--- TASK DESCRIPTION ---
When the line containing "Task: identify the glass" appears in the listing below, set it down along with each later line through the end, exactly as written, and nothing before it.

--- EXERCISE DATA ---
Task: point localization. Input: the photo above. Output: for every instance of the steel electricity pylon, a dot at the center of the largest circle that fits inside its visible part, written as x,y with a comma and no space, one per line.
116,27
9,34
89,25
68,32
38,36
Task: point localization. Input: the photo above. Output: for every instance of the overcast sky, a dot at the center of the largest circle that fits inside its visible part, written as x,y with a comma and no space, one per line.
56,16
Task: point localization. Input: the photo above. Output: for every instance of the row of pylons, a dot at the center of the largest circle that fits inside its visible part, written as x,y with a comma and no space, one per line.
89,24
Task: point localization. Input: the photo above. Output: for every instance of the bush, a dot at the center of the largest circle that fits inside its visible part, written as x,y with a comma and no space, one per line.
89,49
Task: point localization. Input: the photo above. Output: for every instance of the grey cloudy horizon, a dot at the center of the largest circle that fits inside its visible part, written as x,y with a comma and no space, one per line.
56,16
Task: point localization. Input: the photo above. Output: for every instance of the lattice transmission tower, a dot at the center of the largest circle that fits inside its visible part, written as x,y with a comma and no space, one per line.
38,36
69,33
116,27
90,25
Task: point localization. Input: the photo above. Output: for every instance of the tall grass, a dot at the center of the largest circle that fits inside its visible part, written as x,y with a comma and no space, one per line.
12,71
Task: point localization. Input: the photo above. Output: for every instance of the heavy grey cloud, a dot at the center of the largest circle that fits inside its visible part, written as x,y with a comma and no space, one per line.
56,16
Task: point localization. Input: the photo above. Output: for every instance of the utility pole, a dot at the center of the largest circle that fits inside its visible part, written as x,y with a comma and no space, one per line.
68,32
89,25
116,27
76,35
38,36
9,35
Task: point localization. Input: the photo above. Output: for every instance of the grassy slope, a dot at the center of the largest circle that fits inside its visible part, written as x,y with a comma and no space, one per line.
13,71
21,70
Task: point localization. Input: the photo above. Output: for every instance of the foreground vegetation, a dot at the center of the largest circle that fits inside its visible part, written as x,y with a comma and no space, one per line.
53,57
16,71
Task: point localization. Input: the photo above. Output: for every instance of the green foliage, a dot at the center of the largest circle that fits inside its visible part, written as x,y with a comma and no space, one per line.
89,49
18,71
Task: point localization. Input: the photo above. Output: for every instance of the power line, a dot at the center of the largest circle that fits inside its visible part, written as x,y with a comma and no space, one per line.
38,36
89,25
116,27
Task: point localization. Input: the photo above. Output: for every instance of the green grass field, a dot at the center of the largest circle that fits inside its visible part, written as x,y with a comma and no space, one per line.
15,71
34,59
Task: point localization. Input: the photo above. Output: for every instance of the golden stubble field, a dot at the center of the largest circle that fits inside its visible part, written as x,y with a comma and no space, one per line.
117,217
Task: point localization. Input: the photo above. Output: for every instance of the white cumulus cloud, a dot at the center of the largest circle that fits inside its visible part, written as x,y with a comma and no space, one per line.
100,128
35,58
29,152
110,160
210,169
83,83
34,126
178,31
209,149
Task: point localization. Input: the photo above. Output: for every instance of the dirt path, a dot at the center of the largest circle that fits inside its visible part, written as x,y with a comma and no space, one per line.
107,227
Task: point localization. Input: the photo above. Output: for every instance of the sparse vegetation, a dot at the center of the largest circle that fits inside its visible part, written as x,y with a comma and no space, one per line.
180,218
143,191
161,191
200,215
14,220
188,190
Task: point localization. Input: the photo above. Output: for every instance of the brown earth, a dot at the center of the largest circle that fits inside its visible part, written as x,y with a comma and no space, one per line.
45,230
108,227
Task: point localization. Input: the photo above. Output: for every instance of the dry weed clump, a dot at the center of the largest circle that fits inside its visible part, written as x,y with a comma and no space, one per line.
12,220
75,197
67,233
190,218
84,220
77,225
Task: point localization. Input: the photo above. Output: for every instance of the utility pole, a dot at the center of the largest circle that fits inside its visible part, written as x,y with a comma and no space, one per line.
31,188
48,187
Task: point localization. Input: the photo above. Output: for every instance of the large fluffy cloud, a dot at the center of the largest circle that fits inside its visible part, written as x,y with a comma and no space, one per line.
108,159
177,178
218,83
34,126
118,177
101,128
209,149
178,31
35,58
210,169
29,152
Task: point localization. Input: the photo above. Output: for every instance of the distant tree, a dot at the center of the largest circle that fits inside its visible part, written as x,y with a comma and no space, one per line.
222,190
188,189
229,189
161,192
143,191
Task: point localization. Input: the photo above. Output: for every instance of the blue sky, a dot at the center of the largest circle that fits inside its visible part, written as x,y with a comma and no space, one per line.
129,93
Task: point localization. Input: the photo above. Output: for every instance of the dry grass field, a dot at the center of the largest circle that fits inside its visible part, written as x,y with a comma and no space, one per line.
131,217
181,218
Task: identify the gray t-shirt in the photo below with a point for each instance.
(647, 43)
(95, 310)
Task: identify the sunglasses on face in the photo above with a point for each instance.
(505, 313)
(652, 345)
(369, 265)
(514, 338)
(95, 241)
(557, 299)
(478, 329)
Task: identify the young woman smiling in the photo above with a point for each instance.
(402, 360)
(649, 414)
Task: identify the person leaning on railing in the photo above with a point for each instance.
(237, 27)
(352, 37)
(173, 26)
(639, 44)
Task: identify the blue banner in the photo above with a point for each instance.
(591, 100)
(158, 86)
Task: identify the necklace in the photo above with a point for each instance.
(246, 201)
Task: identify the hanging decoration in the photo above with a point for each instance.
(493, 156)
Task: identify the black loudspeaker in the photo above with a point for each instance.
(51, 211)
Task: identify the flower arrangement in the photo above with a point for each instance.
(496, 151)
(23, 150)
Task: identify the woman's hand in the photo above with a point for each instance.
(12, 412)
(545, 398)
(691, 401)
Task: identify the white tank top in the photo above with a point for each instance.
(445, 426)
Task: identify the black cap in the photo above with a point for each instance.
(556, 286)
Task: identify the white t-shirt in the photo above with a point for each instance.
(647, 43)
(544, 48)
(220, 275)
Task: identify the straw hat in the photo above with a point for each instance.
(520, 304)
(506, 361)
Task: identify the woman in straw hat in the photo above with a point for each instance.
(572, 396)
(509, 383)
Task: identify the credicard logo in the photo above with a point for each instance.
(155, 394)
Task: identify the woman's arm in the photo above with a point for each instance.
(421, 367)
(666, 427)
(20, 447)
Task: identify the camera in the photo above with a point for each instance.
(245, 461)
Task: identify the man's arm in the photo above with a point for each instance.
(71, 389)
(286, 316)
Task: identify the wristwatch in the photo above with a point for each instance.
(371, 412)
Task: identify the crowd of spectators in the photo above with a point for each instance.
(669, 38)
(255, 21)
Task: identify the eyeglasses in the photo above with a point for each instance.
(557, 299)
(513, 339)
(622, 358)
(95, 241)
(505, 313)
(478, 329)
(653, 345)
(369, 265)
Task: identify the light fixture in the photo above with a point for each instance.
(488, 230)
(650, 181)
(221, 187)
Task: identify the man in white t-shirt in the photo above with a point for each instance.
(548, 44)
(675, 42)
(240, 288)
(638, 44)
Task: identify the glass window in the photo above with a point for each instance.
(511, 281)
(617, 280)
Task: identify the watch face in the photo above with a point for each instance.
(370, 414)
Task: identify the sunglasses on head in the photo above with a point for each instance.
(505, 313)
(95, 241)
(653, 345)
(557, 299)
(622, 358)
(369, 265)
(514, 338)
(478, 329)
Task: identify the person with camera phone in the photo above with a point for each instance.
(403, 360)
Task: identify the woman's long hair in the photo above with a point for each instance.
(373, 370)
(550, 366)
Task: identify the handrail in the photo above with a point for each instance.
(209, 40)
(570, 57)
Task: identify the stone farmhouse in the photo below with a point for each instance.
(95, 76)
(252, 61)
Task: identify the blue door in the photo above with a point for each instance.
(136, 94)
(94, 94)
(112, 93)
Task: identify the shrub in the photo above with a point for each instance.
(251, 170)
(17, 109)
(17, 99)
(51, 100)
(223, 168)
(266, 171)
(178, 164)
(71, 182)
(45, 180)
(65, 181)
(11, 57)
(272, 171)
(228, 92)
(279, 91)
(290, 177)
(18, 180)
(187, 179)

--- SOLUTION FOR THIS EXERCISE ---
Task: identify the glass window in the photo above with a point for each instance.
(511, 281)
(617, 280)
Task: identify the watch face in the photo above with a point for each instance.
(370, 414)
Task: identify the sunglasses on head in the photo above with a point for each instance.
(505, 313)
(95, 241)
(653, 345)
(557, 299)
(622, 358)
(369, 265)
(514, 338)
(478, 329)
Task: identify the person with camera phone in the photo above with a point for each instance.
(403, 360)
Task: identify the woman's long hair in the photo above with a point for each instance.
(373, 370)
(550, 366)
Task: identify the handrail in the photo above with a point for each instance.
(209, 40)
(570, 57)
Task: identify the stone farmhouse in the photo below with a point for each instance.
(95, 76)
(252, 61)
Task: identify the blue door in the photo above with a point for each instance.
(136, 94)
(94, 94)
(112, 93)
Task: identify the shrub in the photo above with a point for each instance.
(251, 170)
(17, 109)
(17, 99)
(51, 100)
(223, 168)
(266, 171)
(178, 164)
(71, 182)
(45, 180)
(65, 181)
(11, 57)
(272, 171)
(228, 92)
(279, 91)
(290, 177)
(18, 180)
(187, 179)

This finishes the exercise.